Stated problem — Starting at the line containing "The component shall return one point per instance of the cumulus" and ending at the last line of the items below, write out every line again, including the wording lines, and multiply each x and y coordinate in the answers by 0.8, rounding to whole numbers with halves rounded up. Give only those lines.

.....

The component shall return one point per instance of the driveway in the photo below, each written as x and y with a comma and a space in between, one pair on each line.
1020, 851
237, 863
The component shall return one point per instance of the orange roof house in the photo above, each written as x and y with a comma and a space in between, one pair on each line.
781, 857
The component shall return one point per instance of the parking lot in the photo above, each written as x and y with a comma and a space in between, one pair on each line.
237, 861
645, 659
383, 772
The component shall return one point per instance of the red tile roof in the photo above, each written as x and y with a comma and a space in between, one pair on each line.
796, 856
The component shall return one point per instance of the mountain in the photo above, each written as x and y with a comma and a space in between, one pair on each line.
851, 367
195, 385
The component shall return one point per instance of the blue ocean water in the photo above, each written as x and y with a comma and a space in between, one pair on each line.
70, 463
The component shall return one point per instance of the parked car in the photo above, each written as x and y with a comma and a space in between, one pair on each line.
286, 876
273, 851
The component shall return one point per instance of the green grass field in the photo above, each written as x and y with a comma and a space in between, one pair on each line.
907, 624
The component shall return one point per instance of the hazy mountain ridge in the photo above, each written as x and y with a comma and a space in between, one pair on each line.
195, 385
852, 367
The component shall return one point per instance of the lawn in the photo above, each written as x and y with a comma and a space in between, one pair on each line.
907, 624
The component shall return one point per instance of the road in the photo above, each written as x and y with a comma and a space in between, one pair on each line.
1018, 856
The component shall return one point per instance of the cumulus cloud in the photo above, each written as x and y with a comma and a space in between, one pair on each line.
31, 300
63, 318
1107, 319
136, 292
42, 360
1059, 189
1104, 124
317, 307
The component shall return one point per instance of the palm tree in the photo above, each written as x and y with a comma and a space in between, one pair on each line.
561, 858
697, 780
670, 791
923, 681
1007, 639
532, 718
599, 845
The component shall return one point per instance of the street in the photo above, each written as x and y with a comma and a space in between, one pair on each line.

.....

Written solution —
The component shall return one point per instance of the cumulus cloud in the photo above, each written as x and y with a comma and a space in between, one pair on each line.
25, 240
50, 254
886, 255
109, 234
34, 288
847, 151
883, 99
254, 246
The component shall return one point per instance of the palm tree in the photo above, each written as x and y with a comma and a space in between, one pair on each line.
449, 686
558, 624
536, 633
738, 545
806, 511
426, 574
479, 676
The component shall return one point per instance of the street in the photo above, each written as x and y with a comma and a space in between, one pair on each line.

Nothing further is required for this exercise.